• [DOCUMENT EXCERPT]:
━━━━━━━━━━

How first-party data in hospitality marketing turns guest signals into lasting loyalty

Most hospitality operators are sitting on more guest data than they realise. Think about all the guest software you’re currently using; reservation records, Wi-Fi sign-ins; email opens; spend history; frequency patterns. The data is already there. The problem we see most often is that it lives in separate systems that never talk to each other. And in that gap, your guests drift. Not dramatically, but quietly. A regular who used to visit every three weeks becomes a six-weekly visitor, then stops appearing at all. And nobody notices until they are already gone.  

The brands turning this around are the ones that have started treating first-party data in hospitality marketing as the foundation of every guest relationship, not just a data capture exercise. In this article, we explore what that looks like in practice, from the first Wi-Fi sign-in through to the win-back email that goes out at exactly the right moment and what operators across the UK are seeing when they can finally connect the dots.

━━━━━━━━━━

• [QUESTIONS]:
**a)** Please reproduce the guest data passage word for word, from "How first-party data" up to and including "are already gone.".
**b)** Render this sentence from the guest data passage in Spanish: "The problem we see most often is that it lives in separate systems that never talk to each other."
Rely on the guest data passage alone.

• [SUPPLIED MATERIAL]:

━━━━━━━━━━

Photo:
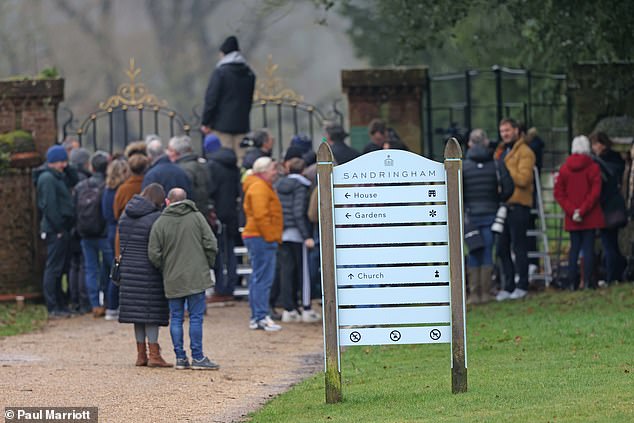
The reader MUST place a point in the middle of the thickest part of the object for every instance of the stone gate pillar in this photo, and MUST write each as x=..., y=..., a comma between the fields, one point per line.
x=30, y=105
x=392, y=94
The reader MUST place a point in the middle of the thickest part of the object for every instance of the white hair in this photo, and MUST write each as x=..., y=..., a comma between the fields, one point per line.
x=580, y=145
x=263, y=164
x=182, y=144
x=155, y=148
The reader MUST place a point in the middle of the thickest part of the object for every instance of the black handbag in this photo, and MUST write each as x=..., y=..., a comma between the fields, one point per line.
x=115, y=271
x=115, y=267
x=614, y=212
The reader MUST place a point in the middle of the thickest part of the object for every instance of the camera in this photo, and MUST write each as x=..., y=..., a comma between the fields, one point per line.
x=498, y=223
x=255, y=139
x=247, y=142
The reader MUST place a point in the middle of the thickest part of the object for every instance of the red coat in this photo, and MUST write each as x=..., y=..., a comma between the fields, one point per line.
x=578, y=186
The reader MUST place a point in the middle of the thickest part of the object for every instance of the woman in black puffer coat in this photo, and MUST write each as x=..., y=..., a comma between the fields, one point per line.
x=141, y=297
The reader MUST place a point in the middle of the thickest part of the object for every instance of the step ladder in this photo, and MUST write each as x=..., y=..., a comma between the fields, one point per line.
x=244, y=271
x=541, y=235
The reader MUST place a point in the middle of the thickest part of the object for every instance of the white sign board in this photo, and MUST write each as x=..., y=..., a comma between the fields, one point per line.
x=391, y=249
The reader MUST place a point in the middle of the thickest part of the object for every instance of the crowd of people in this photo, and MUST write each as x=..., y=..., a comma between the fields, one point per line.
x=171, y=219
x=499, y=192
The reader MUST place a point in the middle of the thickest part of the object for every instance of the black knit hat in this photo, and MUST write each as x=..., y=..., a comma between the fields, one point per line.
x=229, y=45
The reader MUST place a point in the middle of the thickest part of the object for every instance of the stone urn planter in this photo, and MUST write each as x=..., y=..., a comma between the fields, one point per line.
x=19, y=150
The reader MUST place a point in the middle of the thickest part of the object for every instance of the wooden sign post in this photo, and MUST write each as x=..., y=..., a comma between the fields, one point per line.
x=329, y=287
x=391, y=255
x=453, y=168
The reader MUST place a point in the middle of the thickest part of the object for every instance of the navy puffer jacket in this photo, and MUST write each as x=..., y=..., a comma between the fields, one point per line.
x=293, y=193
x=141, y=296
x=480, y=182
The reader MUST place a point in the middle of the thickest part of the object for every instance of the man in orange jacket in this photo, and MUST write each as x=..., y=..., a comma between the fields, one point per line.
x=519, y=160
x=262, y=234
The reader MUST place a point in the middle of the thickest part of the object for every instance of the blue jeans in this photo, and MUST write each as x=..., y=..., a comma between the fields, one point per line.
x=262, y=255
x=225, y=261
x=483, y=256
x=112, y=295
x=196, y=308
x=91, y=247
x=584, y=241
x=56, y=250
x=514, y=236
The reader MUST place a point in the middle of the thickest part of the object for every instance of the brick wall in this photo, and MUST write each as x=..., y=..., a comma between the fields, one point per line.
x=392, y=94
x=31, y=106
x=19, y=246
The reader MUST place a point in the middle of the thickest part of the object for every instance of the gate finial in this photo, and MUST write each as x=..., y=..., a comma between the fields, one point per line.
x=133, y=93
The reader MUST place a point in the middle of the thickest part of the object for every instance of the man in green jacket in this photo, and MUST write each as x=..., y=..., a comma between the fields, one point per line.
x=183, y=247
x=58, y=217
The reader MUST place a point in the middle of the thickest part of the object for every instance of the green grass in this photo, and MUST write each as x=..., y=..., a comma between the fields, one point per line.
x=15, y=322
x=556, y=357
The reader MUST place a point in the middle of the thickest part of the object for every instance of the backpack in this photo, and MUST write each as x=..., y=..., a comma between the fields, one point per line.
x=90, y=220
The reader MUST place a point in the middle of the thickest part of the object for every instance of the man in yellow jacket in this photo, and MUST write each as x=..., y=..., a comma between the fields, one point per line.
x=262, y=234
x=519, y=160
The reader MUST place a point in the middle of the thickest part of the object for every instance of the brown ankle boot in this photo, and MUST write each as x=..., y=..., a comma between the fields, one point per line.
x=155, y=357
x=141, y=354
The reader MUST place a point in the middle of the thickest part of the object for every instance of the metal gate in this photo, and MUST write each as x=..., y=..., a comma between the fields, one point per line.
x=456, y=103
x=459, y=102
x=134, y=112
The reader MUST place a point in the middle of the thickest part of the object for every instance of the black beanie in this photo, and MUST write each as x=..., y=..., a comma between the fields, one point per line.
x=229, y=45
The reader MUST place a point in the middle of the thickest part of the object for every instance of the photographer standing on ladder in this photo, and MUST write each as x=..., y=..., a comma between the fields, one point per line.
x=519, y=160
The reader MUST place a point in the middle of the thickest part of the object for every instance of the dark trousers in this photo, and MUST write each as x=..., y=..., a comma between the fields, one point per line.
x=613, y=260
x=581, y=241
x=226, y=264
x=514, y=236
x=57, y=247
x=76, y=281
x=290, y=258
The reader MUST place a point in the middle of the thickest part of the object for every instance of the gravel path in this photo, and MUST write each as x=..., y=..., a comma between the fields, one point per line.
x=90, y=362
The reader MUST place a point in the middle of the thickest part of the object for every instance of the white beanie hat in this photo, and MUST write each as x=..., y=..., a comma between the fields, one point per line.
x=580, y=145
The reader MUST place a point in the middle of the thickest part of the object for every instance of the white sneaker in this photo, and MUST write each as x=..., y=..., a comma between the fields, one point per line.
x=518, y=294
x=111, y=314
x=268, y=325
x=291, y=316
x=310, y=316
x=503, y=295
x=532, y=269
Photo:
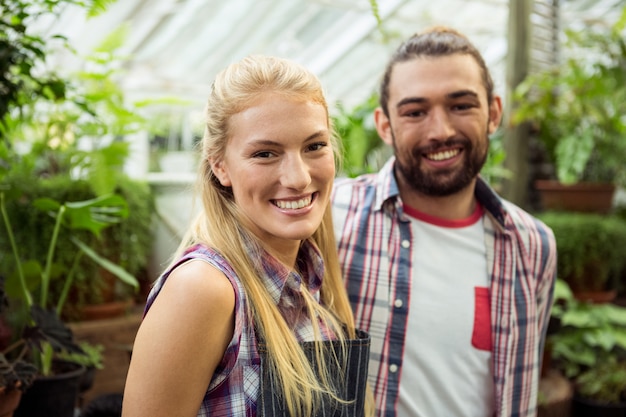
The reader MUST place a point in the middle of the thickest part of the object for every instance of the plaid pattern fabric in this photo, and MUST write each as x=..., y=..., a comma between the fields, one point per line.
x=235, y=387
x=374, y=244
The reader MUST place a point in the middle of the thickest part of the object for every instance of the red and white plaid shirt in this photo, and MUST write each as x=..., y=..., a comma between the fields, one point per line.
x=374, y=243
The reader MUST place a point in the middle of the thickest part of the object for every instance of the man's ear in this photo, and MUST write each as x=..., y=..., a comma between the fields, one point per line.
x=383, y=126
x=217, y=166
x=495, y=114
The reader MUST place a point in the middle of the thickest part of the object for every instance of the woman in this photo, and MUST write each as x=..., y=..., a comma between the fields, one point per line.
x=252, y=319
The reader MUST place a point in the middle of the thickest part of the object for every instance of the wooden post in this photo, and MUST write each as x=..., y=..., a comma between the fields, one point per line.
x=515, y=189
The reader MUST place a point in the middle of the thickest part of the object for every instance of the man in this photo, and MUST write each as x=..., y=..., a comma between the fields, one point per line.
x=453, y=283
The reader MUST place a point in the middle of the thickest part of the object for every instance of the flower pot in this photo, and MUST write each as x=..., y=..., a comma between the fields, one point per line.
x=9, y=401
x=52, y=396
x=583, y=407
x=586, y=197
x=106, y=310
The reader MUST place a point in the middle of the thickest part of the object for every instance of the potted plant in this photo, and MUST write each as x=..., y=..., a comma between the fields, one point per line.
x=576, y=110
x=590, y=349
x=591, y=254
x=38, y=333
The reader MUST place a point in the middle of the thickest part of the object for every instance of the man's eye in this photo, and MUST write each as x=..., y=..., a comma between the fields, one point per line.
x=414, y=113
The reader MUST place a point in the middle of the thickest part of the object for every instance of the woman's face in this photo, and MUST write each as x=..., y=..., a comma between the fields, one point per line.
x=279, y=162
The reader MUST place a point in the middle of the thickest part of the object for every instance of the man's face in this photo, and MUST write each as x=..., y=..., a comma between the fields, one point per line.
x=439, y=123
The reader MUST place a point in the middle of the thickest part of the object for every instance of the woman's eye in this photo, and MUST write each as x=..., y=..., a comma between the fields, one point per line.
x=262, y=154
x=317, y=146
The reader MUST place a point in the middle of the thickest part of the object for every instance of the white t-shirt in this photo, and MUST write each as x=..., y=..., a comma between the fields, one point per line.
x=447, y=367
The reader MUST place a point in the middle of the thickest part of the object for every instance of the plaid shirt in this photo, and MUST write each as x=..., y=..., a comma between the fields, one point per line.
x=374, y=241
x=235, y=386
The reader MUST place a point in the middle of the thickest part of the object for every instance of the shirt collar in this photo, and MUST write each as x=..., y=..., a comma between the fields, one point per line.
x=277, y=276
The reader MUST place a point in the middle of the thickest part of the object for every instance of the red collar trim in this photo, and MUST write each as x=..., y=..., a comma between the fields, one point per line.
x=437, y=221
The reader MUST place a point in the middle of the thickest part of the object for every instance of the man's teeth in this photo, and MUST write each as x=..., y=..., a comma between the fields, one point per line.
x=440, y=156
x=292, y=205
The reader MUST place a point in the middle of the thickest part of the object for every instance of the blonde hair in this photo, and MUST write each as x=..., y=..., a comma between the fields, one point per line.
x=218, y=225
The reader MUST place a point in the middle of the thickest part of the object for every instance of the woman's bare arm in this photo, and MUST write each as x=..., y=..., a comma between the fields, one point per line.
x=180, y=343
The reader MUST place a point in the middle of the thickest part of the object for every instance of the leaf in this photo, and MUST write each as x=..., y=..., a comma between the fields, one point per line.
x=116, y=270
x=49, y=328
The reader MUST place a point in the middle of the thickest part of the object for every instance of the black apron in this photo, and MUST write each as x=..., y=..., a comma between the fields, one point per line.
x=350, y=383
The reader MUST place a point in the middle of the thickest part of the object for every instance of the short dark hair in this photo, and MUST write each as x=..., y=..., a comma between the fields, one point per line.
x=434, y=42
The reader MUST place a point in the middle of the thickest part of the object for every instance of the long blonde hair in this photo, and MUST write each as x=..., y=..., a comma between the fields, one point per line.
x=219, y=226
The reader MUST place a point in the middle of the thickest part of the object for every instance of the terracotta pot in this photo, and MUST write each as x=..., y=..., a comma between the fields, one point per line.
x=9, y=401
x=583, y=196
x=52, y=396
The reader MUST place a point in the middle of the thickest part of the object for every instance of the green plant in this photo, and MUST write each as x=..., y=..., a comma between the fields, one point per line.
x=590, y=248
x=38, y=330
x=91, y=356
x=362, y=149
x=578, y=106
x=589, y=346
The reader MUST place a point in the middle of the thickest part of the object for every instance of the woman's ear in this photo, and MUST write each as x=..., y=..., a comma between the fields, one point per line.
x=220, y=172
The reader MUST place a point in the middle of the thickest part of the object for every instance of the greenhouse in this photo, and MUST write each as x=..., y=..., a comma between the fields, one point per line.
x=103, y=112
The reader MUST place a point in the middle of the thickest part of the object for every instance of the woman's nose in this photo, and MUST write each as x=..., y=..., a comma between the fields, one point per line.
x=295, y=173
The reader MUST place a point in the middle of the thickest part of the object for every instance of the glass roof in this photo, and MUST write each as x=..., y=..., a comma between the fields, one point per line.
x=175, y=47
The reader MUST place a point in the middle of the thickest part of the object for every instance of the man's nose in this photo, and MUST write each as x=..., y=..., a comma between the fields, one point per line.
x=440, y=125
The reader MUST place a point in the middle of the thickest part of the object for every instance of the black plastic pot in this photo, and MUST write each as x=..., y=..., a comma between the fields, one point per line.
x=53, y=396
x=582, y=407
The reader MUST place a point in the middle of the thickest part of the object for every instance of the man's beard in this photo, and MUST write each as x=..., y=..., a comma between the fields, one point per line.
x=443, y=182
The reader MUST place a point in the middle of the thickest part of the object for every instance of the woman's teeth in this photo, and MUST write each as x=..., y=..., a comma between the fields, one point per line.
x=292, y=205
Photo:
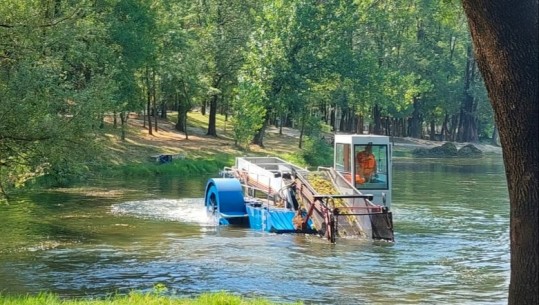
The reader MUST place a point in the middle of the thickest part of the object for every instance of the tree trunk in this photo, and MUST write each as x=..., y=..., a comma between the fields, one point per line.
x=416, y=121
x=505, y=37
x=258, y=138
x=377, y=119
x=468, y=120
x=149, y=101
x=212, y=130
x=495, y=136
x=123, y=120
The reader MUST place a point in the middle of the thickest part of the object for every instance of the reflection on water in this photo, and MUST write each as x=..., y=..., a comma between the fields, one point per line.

━━━━━━━━━━

• [TASK-BY-TASK ANSWERS]:
**a)**
How first-party data in hospitality marketing turns guest signals into lasting loyalty

Most hospitality operators are sitting on more guest data than they realise. Think about all the guest software you’re currently using; reservation records, Wi-Fi sign-ins; email opens; spend history; frequency patterns. The data is already there. The problem we see most often is that it lives in separate systems that never talk to each other. And in that gap, your guests drift. Not dramatically, but quietly. A regular who used to visit every three weeks becomes a six-weekly visitor, then stops appearing at all. And nobody notices until they are already gone.

**b)** El problema que vemos con más frecuencia es que se encuentran en sistemas separados que nunca se comunican entre sí.